#### Tasks to complete:
**1.** Echo the mailing-list post on multi-sited research word for word, from "Wilson, S. M., &" up to and including "Tech*, *26(4),* 512-524.".
**2.** In the mailing-list post on multi-sited research, what method does the writer use in their own work on "online homelands"?

#### Source excerpt:

+ + + + + + +

[Air-L] Virtual communities spanning multiple online platforms
Aya Yadlin Segal
yadlaya at tamu.edu
Thu Feb 16 11:35:57 PST 2017
Hi David,
Here are some citations that focus on multi-sited research and internet
media:
Hine, C. (2007). Multi-sited ethnography as a middle range methodology for
contemporary STS. *Science, Technology & Human Values*, *32(6),* 652-671.
Wilson, S. M., & Peterson, L. C. (2002). The anthropology of online
communities. *Annual review of anthropology*, *31,* 449-467.
Larsen, J. (2008). Practices and flows of digital photography: An
ethnographic framework. *Mobilities*, *3(1)*, 141-160.
Charmarkeh, H. (2013). Social Media Usage, Tahriib (Migration), and
Settlement among Somali Refugees in France. *Refuge: Canada's journal on
refugees*, *29*(1).
Aouragh, M. (2008). Everyday resistance on the Internet: The Palestinian
context. *Journal of Arab & Muslim Media Research*, *1(2),* 109-130.
Ostrander, M. (2008). Talking, looking, flying, searching: Information
seeking behavior in Second Life. *Library Hi Tech*, *26(4),* 512-524.
Gatson, S. N., & Zweerink, A. (2004). Ethnography online: ‘natives’
practicing and inscribing community. *Qualitative Research*, *4(2),*
179-200.
Other than that, in my own work on "online homelands" I utilize multi-sited
ethnography to follow users within and between different online and offline
spaces. Would love to share the work directly with your student.

+ + + + + + +

#### Material:
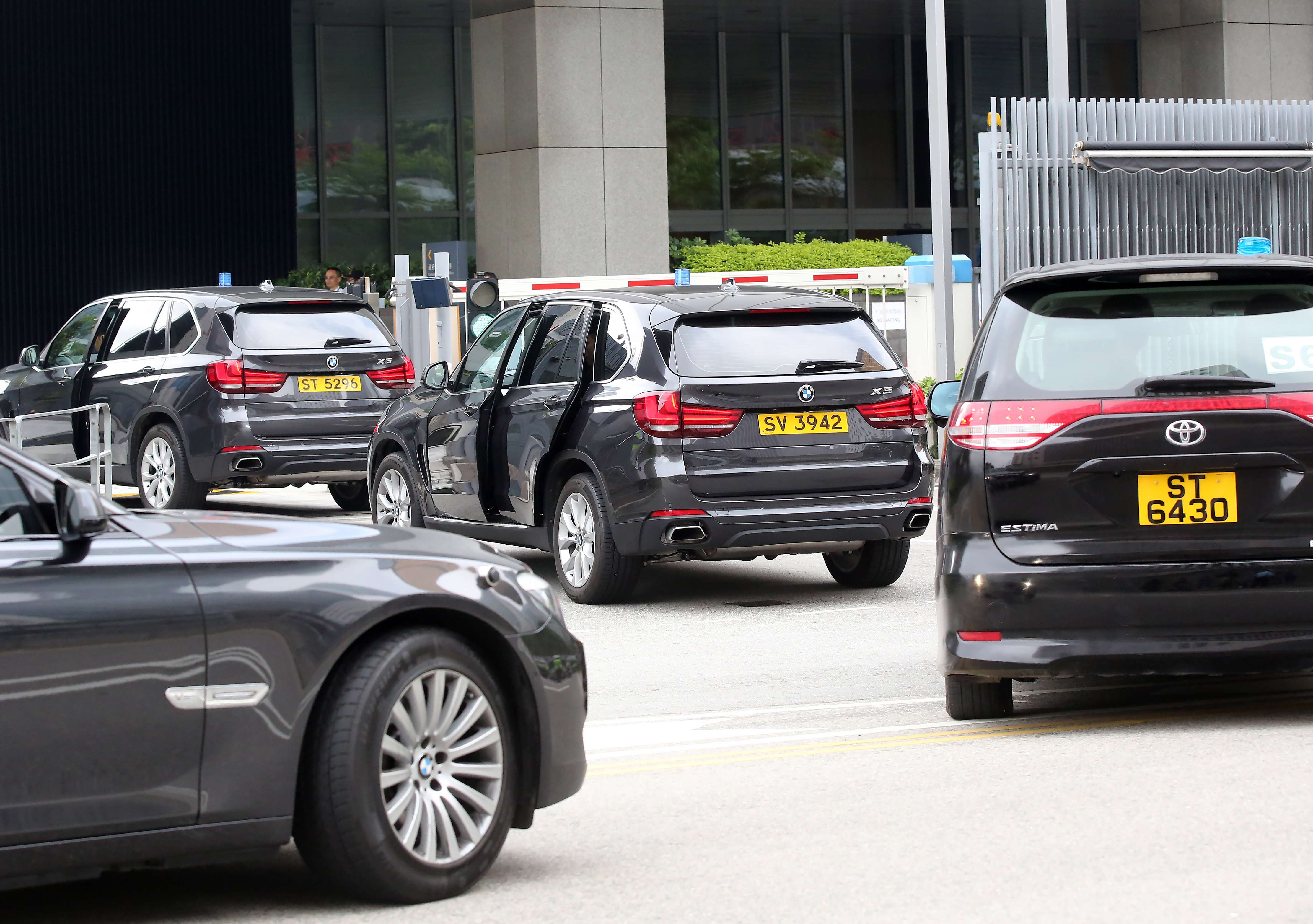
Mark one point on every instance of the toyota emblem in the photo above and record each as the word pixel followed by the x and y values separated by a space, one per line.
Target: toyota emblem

+ + + + + + +

#### Full answers:
**1.**
Wilson, S. M., & Peterson, L. C. (2002). The anthropology of online
communities. *Annual review of anthropology*, *31,* 449-467.
Larsen, J. (2008). Practices and flows of digital photography: An
ethnographic framework. *Mobilities*, *3(1)*, 141-160.
Charmarkeh, H. (2013). Social Media Usage, Tahriib (Migration), and
Settlement among Somali Refugees in France. *Refuge: Canada's journal on
refugees*, *29*(1).
Aouragh, M. (2008). Everyday resistance on the Internet: The Palestinian
context. *Journal of Arab & Muslim Media Research*, *1(2),* 109-130.
Ostrander, M. (2008). Talking, looking, flying, searching: Information
seeking behavior in Second Life. *Library Hi Tech*, *26(4),* 512-524.

**2.** Multi-sited ethnography, following users within and between different online and offline spaces.